[start]

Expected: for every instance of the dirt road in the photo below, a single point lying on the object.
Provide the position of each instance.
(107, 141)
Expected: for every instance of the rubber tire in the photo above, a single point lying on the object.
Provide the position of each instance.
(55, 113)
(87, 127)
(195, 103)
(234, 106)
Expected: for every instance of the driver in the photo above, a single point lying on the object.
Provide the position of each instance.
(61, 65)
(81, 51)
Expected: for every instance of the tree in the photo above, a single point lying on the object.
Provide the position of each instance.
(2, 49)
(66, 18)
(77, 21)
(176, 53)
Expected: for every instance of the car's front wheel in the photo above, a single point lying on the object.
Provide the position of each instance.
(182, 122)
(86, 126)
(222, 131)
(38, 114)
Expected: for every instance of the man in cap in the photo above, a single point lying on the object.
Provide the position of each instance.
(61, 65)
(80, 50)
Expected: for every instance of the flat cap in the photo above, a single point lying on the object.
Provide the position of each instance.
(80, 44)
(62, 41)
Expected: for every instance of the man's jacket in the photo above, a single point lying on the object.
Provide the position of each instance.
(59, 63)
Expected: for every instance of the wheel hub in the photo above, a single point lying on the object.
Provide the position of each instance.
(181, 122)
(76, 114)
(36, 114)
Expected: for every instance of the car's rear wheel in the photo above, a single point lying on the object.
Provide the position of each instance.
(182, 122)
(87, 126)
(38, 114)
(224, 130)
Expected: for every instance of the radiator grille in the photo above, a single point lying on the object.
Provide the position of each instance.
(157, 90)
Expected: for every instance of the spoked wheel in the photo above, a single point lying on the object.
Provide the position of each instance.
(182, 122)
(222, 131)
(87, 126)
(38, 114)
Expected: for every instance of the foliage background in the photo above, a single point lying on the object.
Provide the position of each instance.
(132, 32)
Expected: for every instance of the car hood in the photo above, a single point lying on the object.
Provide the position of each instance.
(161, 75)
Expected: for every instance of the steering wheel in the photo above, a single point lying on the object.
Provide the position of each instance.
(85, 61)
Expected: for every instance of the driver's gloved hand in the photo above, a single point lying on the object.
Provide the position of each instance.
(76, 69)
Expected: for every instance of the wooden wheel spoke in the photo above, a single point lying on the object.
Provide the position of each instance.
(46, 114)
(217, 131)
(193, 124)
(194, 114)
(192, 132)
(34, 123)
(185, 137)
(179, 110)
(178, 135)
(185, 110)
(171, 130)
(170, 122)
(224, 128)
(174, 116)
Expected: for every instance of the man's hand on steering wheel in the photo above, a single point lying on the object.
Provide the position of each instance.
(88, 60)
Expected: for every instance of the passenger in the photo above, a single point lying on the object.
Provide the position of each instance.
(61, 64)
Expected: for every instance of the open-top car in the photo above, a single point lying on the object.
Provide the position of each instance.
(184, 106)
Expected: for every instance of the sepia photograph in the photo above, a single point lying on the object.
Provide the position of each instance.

[end]

## What is asked
Extract all of the data above without altering anything.

## Completed task
Expected: for every instance of the dirt road in the photo below, a single point lying on the object.
Provide the position of each instance.
(107, 141)
Expected: for every instance of the rubber tire in the photo above, a single point lying on the object.
Provide the position of each instance.
(55, 113)
(87, 127)
(195, 103)
(234, 106)
Expected: for every instance of the driver in the photo above, a single point lying on the object.
Provide the position of each instance.
(61, 65)
(81, 51)
Expected: for every instance of the tree in the photo above, a single point lying on the object.
Provide the position of each instance.
(2, 49)
(66, 18)
(77, 21)
(176, 53)
Expected: for every instance of the car's front wheel in the photo above, a single point lying on the object.
Provide the position of each instance.
(182, 122)
(86, 126)
(222, 131)
(38, 114)
Expected: for every instance of the man in cap in the photo above, a single point lying on the object.
Provide the position of each instance.
(61, 65)
(80, 50)
Expected: for every instance of the flat cap in the photo above, a single point lying on the object.
Provide the position of each instance.
(80, 44)
(62, 41)
Expected: for every instance of the man's jacket in the photo above, a single point lying on the object.
Provide the position of each instance.
(59, 63)
Expected: for every instance of the wheel hub in the photo above, a single point lying on the object.
Provide the position of each instance.
(181, 122)
(76, 114)
(36, 114)
Expected: for every instance of the car's rear wheel in the photo above, a single point lying on the object.
Provide the position of each instance.
(182, 122)
(87, 126)
(38, 114)
(224, 130)
Expected: for every instance of the radiator grille in the photo above, a single point lying on the object.
Provide the position of each instance.
(157, 90)
Expected: for every instance of the spoked wheel in the photo above, a single point lying on the object.
Provide the position of each instance.
(182, 122)
(222, 131)
(87, 126)
(38, 114)
Expected: for every instance of the foliage background in the photo above, a single point lying on the object.
Provide the position of each instance.
(132, 32)
Expected: for every instance of the car hood in the photo above, a single point lying on the object.
Provide the position of each instance.
(161, 75)
Expected: for every instance of the steering wheel in the photo above, a single point lying on the object.
Provide the position of each instance.
(85, 61)
Expected: for every instance of the driver's gloved hand in the photo above, a single point lying on the object.
Provide the position of each instance.
(76, 69)
Expected: for every instance of the wooden wheel spoke in the photo above, a single point lying on the object.
Provide the position of each instance.
(46, 114)
(217, 131)
(193, 124)
(194, 114)
(192, 132)
(34, 123)
(185, 137)
(179, 110)
(178, 135)
(185, 110)
(171, 130)
(170, 122)
(224, 128)
(174, 116)
Expected: for every instance of the man's hand on steering wheel in the photo above, a single point lying on the object.
Provide the position of each instance.
(88, 60)
Expected: for every instance of the passenger in the photo above, a single point lying on the object.
Provide the position of each instance.
(61, 64)
Expected: for every instance of the open-top car in the photo above, a single point lying on the object.
Provide the position of each instance.
(184, 106)
Expected: for every instance of the sepia photograph in the photo above, a single point lying on the object.
Provide the position of each instance.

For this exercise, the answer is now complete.